-- Brief --
Reproduce the records starting at the line that has "the driveway, one" and ending after the line that has "point(374, 459)", substituting "pitched roof" for "gabled roof" and leaving everything else unchanged.

-- Records supplied --
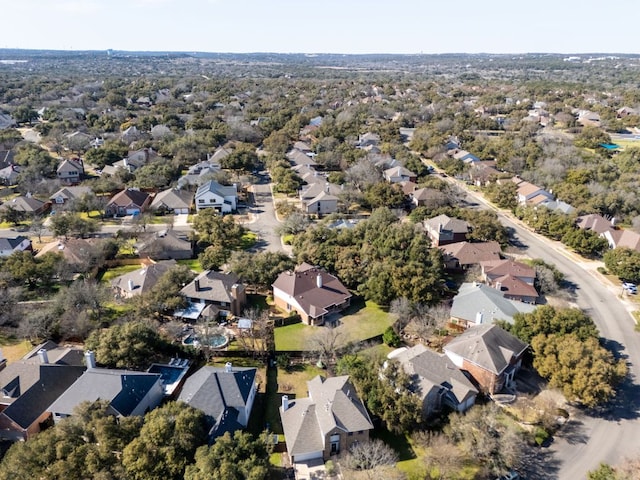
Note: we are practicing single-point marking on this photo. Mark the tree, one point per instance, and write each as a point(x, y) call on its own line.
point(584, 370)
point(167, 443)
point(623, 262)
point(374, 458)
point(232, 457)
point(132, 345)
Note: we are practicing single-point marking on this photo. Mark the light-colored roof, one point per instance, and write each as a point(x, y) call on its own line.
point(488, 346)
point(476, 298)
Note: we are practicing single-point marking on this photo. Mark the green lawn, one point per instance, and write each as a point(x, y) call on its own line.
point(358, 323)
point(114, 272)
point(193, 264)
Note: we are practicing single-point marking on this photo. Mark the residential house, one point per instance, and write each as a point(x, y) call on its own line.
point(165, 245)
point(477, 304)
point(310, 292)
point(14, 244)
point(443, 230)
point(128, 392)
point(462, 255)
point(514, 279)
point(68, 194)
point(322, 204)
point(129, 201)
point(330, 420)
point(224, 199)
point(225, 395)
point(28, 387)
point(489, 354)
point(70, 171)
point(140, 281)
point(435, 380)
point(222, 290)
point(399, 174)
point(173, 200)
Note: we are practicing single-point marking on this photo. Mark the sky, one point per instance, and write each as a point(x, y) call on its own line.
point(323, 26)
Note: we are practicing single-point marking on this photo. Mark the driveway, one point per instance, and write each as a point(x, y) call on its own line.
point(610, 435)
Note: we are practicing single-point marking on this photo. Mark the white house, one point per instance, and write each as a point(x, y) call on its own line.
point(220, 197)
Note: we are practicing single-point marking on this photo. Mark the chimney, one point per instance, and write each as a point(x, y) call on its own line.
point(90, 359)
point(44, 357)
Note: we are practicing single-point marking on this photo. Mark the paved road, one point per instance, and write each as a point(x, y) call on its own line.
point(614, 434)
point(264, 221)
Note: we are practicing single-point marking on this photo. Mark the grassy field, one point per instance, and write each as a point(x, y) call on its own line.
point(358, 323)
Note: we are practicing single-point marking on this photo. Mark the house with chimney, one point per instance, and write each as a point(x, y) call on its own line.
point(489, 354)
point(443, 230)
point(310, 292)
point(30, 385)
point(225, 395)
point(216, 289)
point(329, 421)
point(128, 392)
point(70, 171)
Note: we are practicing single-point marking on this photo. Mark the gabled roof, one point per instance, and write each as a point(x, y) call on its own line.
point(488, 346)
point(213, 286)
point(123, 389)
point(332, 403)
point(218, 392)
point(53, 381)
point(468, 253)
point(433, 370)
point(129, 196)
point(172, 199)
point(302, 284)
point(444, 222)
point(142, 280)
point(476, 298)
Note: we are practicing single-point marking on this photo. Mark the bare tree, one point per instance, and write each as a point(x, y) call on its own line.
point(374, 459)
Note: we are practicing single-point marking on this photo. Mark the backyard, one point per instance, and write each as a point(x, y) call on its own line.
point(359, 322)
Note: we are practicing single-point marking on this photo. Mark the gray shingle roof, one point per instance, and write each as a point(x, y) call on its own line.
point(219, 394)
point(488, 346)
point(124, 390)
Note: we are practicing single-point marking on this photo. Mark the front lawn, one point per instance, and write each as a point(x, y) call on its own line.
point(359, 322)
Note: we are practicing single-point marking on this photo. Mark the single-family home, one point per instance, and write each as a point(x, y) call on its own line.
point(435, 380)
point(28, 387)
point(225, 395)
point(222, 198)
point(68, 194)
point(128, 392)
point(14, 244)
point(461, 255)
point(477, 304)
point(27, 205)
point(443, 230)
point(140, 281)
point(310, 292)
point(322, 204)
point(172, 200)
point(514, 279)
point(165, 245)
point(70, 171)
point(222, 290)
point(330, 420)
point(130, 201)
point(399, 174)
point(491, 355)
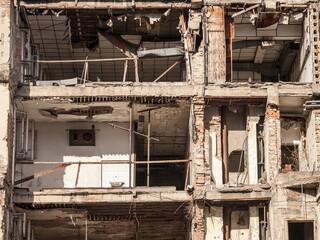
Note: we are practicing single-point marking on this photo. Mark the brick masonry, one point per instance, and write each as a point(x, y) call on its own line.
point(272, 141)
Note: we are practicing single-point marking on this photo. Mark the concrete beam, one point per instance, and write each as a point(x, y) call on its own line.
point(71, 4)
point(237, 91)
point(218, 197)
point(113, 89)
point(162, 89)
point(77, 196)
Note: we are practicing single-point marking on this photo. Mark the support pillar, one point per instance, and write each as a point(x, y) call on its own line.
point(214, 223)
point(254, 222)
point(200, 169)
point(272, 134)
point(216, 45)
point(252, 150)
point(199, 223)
...
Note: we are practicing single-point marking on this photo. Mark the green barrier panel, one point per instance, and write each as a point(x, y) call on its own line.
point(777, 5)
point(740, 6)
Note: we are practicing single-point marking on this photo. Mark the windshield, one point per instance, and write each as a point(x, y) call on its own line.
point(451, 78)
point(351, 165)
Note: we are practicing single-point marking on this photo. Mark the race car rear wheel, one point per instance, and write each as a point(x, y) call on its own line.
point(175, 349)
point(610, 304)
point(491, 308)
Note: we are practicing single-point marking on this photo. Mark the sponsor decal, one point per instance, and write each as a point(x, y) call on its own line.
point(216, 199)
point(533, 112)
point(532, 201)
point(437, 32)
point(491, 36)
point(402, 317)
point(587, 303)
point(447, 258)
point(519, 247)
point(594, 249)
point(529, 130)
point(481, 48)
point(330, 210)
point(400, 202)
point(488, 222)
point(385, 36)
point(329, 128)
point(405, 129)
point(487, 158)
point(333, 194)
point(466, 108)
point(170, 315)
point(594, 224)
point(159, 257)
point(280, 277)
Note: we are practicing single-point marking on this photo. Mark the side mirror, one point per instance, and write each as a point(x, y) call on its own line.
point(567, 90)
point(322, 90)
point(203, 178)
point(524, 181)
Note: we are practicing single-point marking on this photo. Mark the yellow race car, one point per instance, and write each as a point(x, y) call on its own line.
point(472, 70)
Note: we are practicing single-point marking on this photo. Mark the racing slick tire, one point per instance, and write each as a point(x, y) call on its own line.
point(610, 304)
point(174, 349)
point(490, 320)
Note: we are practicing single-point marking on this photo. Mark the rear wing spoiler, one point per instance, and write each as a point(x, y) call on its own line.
--
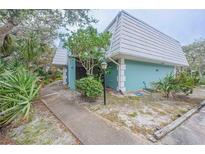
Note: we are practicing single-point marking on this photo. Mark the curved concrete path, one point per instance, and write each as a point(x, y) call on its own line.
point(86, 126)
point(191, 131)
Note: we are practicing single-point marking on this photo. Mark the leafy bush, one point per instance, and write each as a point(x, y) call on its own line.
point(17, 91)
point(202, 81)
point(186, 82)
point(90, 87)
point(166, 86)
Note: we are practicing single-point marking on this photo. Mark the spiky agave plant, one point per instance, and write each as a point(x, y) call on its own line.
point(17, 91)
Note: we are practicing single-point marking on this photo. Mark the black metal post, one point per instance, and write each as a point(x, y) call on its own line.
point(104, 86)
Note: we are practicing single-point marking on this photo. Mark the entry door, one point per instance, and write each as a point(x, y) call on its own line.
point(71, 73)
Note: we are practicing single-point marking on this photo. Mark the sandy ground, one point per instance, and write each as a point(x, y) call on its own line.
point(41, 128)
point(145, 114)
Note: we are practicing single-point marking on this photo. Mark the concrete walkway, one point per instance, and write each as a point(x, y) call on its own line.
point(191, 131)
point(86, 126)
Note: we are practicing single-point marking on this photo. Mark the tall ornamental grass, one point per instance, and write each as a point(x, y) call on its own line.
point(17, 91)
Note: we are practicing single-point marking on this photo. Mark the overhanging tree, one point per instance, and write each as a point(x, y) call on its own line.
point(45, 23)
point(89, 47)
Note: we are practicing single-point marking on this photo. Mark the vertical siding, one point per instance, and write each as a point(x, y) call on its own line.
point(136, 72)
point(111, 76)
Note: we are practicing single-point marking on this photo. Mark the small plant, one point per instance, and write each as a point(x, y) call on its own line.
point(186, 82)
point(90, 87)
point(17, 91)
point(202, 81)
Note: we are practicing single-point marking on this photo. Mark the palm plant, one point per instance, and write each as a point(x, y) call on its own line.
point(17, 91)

-- Expected answer --
Note: we are practicing single-point marking on this photo. Mark the driveway, one point per instance, and write each as a point(x, y) call on its own line.
point(610, 435)
Note: we are practicing single-point marking on this photo. Mark the white house, one point per instance, and write each as a point(x, y) call on its own line.
point(220, 197)
Note: we are practicing single-point marking on this photo. Mark the chimney, one point per instance, and write each as a point(x, y) call on its own line.
point(90, 359)
point(44, 357)
Note: we are practicing single-point marking on this photo. Mark the paved road, one point per instance, and write each as a point(x, y) call on its own line.
point(614, 434)
point(264, 221)
Note: we are practicing single-point marking on this photo. Mark the grassy field, one point per instance, and write each as a point(x, y) call on its own line.
point(358, 323)
Note: we are practicing single-point marking on this photo. Mark the house with chimney, one point per instance, and write each as a point(x, y) call on its own line.
point(489, 354)
point(443, 230)
point(310, 292)
point(30, 385)
point(225, 395)
point(216, 289)
point(329, 421)
point(128, 392)
point(70, 171)
Note: we are practicing single-point marking on this photo. Mark the pitched roof, one point per instance, and write each as a point(x, y) call on its own line.
point(488, 346)
point(213, 286)
point(123, 389)
point(332, 403)
point(218, 392)
point(53, 381)
point(468, 253)
point(433, 370)
point(129, 196)
point(172, 199)
point(302, 284)
point(444, 222)
point(142, 280)
point(476, 298)
Note: we are practicing single-point marking on this photo. Mark the bare tree, one point per instance, and write each as a point(x, y) call on its own line.
point(374, 459)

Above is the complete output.